* _Instruction_
Arrange the part of the rows below that opens with the line containing "Pick out the blue" and closes with the line containing "pixel 573 130" as a JSON list of strings, one string per line, with both end lines included and blank lines left out.

* _Source material_
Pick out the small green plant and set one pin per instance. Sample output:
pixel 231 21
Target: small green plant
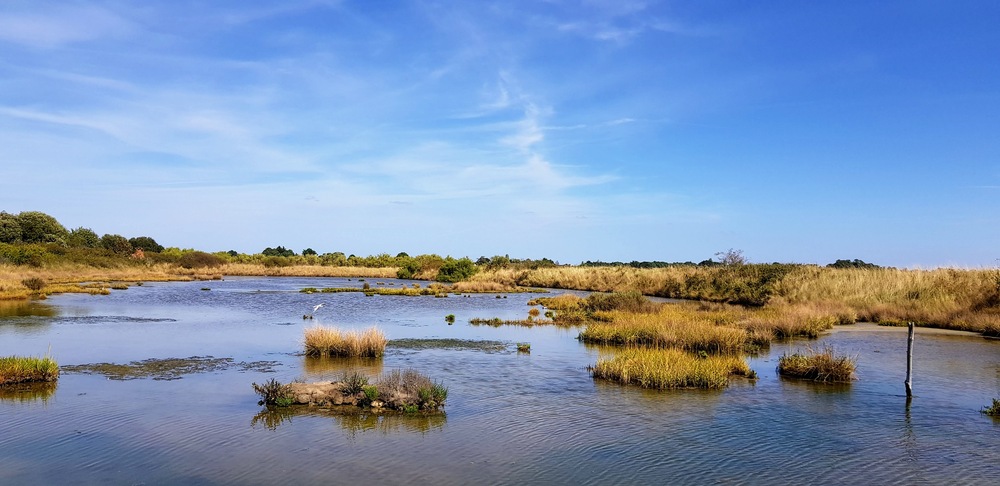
pixel 432 397
pixel 992 410
pixel 354 382
pixel 275 393
pixel 371 393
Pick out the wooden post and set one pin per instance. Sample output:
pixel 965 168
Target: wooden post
pixel 909 361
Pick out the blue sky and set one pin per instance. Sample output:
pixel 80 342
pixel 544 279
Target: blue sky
pixel 573 130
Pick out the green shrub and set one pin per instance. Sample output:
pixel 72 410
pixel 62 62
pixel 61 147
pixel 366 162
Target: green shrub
pixel 453 270
pixel 199 259
pixel 272 392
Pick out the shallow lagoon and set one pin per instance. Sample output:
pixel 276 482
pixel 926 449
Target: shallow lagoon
pixel 511 417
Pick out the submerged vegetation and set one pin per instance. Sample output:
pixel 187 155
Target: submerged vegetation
pixel 330 341
pixel 27 369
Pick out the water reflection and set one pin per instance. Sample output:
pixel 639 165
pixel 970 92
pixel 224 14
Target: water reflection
pixel 353 423
pixel 27 392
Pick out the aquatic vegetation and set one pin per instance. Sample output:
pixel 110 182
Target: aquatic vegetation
pixel 449 343
pixel 497 322
pixel 670 368
pixel 330 341
pixel 24 369
pixel 992 410
pixel 274 393
pixel 823 366
pixel 167 368
pixel 399 390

* _Output for this task_
[
  "Pick out the blue sky and set one pin per instance. Sample output:",
  "pixel 80 342",
  "pixel 544 279",
  "Target: blue sky",
  "pixel 573 130"
]